- VORGEGEBENER TEXT
----------

Machine Learning ist leichter als man denkt!
Aufgrund vermeintlich hoher Komplexität tun sich Versicherer (und Banken) mit dem Einsatz von Machine Learning bislang schwer. Ein Praxisfall zeigt, dass mit relativ wenig Aufwand bereits sichtbare Erfolge erzielt werden können.
von Michal Trochimczuk, Managing Partner und Marcin Grabowski, Managing Consultant bei Sollers Consulting
Die Herausforderung für Finanzinstitute besteht schon lange nicht mehr darin, genügend Daten zu sammeln. Laut Tim Stack von Cisco gibt es allein 5 Trillionen (5 x 10 18 ) Bit Daten, die täglich von IoT-Geräten generiert werden (mehr dazu…).Die Herausforderung besteht darin, diese Daten nutzbar zu machen, um greifbare Erkenntnisse zu erhalten, die positive Auswirkungen auf das Geschäft haben.”

----------

- AUFGABEN
1. Erkläre in ein bis drei Sätzen, warum sich Versicherer und Banken laut dem Text über Machine Learning bislang schwer mit dessen Einsatz tun.
2. Worin besteht laut dem Text über Machine Learning die Herausforderung für Finanzinstitute schon lange nicht mehr?
3. Bitte setze den Text über Machine Learning im Anschluss an seinen letzten Satz fort.
Die Daten sind eigenständiges Material und gehören nicht zum Text.

(Räumliche Annotationsdatensätze)
----------

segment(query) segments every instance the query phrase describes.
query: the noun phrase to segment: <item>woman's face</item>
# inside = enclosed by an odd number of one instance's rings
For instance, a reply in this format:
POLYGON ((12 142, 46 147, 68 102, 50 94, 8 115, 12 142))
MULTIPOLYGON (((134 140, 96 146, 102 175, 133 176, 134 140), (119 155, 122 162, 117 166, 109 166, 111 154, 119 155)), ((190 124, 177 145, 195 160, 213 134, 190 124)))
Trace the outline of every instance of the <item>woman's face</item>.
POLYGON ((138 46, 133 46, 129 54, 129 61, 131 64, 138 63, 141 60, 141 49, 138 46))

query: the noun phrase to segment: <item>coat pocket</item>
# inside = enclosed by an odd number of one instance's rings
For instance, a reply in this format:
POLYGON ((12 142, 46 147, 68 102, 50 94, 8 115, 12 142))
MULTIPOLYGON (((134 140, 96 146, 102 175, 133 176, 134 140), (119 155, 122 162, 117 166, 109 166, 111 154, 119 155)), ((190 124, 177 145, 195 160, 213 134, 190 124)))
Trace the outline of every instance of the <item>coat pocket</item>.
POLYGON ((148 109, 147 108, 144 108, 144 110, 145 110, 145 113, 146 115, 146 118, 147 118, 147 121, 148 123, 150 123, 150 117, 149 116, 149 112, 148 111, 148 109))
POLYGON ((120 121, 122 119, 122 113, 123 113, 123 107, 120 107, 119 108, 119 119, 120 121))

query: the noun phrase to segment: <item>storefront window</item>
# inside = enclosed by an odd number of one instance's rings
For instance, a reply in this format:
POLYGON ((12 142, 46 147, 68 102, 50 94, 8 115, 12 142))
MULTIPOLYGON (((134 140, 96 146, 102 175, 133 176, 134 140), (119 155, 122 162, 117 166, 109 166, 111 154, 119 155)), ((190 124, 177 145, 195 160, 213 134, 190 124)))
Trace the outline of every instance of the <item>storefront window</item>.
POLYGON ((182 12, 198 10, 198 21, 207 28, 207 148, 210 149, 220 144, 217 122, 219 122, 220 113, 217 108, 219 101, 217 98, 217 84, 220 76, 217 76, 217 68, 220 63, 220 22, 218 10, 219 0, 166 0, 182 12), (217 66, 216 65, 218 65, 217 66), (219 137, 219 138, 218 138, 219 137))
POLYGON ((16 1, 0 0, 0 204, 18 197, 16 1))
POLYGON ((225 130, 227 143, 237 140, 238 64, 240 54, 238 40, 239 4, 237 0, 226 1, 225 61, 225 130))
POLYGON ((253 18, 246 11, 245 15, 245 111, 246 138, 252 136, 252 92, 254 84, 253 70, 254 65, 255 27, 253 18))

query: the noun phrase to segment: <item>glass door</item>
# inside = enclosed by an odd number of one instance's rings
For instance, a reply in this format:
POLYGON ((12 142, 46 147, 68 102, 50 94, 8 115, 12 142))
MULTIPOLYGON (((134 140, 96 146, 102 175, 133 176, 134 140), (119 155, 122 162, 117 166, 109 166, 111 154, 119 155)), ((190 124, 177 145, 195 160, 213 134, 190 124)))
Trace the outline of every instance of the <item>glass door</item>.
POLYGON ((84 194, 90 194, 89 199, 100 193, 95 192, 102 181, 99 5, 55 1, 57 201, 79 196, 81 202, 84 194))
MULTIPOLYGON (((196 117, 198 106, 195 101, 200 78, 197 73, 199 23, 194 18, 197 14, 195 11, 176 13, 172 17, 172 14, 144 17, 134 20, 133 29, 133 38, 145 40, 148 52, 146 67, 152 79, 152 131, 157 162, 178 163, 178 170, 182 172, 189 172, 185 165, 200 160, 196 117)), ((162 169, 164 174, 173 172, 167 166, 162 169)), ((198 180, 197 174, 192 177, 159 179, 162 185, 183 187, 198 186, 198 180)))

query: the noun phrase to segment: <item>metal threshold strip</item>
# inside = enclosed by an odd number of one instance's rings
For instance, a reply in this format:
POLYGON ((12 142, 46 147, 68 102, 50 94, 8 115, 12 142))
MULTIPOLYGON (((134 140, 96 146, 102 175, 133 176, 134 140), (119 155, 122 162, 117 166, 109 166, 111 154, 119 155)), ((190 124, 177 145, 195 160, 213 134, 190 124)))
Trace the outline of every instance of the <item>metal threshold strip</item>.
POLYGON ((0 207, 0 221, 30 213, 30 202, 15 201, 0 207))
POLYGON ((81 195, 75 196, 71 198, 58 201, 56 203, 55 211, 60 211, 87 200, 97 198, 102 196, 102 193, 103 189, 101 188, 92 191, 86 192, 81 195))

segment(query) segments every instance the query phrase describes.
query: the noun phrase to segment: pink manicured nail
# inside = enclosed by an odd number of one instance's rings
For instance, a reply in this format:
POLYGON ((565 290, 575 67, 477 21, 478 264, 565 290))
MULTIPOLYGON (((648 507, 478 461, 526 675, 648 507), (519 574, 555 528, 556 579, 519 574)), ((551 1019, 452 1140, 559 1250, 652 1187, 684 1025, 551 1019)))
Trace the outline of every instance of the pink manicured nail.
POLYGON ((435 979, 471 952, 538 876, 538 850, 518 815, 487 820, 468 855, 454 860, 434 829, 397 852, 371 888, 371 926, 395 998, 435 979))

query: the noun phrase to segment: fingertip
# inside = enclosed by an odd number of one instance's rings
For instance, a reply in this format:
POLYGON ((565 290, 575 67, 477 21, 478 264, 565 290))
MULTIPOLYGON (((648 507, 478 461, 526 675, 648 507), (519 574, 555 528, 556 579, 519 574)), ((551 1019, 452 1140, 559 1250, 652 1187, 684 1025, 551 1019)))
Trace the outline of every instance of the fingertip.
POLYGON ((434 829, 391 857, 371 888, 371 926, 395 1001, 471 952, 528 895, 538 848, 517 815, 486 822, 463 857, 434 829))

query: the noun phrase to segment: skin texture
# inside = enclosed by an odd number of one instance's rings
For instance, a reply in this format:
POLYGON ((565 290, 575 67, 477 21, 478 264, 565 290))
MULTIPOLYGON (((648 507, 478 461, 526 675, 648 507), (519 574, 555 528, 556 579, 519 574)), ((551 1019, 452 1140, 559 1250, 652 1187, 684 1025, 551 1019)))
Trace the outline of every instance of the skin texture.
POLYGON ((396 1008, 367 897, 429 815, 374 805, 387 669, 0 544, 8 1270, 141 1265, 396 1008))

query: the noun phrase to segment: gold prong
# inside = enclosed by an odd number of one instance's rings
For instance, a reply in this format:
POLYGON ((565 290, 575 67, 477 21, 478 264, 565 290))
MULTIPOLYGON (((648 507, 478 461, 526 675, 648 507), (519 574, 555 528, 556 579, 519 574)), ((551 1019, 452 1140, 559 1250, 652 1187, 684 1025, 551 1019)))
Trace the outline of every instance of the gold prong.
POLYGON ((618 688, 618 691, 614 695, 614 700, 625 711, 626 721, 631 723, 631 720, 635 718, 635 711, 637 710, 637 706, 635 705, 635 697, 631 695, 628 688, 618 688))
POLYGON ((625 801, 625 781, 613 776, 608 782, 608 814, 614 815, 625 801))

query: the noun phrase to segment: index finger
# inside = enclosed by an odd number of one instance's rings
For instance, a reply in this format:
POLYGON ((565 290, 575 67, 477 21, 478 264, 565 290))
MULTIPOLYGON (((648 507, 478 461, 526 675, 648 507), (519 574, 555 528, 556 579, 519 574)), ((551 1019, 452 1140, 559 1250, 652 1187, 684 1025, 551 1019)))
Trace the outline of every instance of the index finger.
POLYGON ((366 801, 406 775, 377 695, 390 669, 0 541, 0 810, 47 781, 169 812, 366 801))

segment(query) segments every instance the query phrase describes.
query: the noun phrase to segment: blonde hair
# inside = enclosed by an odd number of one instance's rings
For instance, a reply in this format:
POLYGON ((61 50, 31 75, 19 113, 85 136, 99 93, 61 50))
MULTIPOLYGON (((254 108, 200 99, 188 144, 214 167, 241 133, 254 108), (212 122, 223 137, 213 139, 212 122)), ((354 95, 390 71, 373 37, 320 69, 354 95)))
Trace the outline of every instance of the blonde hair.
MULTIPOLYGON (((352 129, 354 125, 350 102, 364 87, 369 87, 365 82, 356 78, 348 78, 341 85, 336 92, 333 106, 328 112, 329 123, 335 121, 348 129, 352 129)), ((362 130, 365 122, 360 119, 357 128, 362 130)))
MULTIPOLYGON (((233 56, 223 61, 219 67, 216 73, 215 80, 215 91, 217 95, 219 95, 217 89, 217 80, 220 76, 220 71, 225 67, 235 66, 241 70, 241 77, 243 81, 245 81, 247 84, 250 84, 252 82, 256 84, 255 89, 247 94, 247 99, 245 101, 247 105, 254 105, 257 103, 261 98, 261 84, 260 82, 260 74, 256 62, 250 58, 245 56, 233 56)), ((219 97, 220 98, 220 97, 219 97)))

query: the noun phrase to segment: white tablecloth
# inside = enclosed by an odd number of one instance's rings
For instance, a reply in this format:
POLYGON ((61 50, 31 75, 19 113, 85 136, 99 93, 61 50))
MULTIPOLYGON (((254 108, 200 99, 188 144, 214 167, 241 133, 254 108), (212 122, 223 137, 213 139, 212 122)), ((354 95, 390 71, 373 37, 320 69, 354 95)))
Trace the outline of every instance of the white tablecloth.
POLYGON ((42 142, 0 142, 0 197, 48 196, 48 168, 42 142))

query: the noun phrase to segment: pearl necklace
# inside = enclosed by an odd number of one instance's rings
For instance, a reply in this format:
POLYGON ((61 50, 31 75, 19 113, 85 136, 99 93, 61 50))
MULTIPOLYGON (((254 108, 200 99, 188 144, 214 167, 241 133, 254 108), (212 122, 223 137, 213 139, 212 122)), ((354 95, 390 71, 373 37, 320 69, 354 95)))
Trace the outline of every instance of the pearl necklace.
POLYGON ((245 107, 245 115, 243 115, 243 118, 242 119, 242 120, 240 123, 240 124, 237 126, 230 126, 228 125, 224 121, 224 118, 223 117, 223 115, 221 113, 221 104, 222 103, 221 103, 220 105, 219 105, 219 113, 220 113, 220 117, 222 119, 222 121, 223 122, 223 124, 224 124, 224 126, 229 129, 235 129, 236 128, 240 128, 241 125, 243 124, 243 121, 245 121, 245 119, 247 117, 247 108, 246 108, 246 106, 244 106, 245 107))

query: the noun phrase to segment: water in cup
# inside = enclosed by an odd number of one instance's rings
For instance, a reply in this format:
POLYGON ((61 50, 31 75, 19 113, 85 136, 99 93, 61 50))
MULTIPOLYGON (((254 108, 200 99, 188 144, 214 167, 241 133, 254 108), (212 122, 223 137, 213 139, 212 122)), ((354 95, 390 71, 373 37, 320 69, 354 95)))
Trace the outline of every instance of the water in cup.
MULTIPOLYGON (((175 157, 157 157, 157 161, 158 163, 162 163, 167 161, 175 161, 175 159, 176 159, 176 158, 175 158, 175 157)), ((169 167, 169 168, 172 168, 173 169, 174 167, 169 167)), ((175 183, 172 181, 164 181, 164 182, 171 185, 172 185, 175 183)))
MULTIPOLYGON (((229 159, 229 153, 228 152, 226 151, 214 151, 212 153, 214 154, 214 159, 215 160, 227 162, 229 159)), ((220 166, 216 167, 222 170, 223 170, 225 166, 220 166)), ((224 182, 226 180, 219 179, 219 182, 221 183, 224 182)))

----------

- ERWARTETE ANTWORTEN
1. Sie tun sich schwer, weil sie Machine Learning für sehr komplex halten. Diese hohe Komplexität ist laut Text jedoch nur vermeintlich.

2. Darin, genügend Daten zu sammeln.

3.
Die Arbeit mit derartigen Datenmassen erfordert unkonventionelle Ansätze. So werden Machine Learning und Künstliche Intelligenz kontinuierlich weiterentwickelt. Die Anwendung dieser Methoden kann dazu beitragen, zahlreiche Vorteile nutzbar zu machen. Scott Seely, Principal Solutions Architect bei Microsoft, definiert acht Use Cases für die Versicherungswirtschaft:
1. Storno-Management, um den Wegfall von Bestandskunden zu begrenzen,2. Beratungs-Engines, die Bedarfslücken und Versicherungssummen für Kunden ermitteln und vorschlagen,
3. Schadenregulierungsassistenten, welche viele manuelle Prozesse automatisieren, die während der Schadenaufnahme durchgeführt werden,
4. Schadensaufnahme, insbesondere bei großen Kumulschäden,
5. Betrugserkennung, Anwendung automatisierter Mechanismen für die proaktive Prävention,
6. Personalisierte Angebote, die das Kundenerlebnis durch die Bündelung von Deckungen aus verschiedenen Geschäftsbereichen und Zusatzleistungen verbessern,
7. Prädiktive Analysen, die helfen, die Schadenshäufigkeit vorherzusagen,
8. Skaliertes Training von Modellen mit GPUs oder tausenden von CPU-Kernen (mehr dazu…).
Wie sehr jeder dieser Use Cases bereits von den Versicherern genutzt wird, variiert stark. Auf dem Markt gibt es relativ viele Unternehmen, die bereits Machine Learning zur Betrugserkennung oder Schadenregulierungstools einsetzen. Gleichzeitig gibt es bislang relativ wenige Anwendungen von Versicherungsberatungssoftware oder personalisierender Angebotssoftware.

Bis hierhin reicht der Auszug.